─── Material for the task
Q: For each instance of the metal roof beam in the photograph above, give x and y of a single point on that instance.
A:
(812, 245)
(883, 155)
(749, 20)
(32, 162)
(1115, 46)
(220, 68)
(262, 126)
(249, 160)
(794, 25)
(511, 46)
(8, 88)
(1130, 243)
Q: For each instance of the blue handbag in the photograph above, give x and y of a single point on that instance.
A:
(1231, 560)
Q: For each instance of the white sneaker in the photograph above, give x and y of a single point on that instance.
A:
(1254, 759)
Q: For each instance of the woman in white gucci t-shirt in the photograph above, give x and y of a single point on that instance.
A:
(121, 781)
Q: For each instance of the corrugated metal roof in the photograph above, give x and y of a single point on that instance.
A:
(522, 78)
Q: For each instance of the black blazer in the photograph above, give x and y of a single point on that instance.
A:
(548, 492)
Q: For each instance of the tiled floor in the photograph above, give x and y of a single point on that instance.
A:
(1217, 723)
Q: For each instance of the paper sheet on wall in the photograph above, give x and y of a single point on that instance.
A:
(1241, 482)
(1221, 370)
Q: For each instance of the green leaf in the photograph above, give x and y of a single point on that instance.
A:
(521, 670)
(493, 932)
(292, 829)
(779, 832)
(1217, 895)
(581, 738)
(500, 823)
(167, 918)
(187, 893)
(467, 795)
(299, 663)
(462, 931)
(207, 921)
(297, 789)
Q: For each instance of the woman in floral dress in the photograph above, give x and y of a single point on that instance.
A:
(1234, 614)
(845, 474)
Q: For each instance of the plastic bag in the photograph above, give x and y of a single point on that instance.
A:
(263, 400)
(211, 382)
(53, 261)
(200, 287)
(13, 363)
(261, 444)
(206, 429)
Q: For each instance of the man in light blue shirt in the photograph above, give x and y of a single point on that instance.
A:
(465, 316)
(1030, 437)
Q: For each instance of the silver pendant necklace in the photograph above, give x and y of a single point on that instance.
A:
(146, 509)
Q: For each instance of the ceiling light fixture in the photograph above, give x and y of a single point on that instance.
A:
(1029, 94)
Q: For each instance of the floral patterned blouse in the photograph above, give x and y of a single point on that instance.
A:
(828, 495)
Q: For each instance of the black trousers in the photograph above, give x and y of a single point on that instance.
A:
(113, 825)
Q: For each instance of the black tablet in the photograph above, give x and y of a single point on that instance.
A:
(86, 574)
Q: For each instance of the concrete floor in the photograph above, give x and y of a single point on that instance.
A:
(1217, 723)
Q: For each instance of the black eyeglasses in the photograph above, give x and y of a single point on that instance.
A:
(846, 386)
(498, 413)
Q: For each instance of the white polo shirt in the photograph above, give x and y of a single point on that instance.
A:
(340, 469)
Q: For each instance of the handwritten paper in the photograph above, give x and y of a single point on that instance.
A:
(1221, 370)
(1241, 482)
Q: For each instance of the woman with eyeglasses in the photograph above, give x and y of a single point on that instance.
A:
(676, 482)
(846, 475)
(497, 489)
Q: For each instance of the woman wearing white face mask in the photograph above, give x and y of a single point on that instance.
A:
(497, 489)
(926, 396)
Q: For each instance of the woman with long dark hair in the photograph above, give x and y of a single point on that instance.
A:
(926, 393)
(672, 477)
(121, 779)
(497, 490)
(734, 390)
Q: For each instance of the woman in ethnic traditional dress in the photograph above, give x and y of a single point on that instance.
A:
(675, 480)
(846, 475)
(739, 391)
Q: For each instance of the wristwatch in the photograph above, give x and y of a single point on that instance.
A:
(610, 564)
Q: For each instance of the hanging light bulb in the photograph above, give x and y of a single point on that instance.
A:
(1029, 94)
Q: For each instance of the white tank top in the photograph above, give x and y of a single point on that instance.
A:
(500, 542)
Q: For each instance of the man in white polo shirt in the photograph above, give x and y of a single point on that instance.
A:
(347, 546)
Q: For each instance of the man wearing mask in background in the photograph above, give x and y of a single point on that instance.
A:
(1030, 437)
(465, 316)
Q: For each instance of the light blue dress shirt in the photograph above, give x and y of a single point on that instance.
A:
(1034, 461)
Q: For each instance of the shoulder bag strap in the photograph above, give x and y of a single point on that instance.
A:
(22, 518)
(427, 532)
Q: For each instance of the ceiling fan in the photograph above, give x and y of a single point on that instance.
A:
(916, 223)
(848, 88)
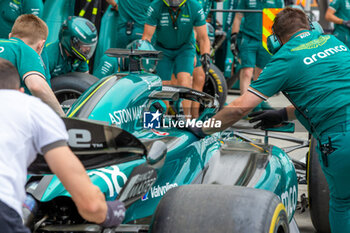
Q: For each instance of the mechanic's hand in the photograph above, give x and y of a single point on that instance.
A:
──────
## What to work on
Retype word for word everything in the listing above from the line that holds "Q: For each instance of the corrugated" down to the line that holds "Q: For each instance of the green". Keep both end lines and leave out the rest.

## Answer to the problem
Q: For each instance of the corrugated metal roof in the photograph above, give x and y of a single point on that instance.
A:
(522, 78)
Q: For each instance of the black blazer in the photograph above, give x and y of a single point on that instance.
A:
(548, 492)
Q: For each instance of the tiled floor in the photograph above, give x and y of a single point on that instance.
A:
(1217, 723)
Q: For each instance of the paper sheet on wall in the photograph above, give x and y of a single point on that instance.
A:
(1241, 482)
(1221, 370)
Q: For each instance of the green leaf in the photograph above, give x and y of a single point on that instance.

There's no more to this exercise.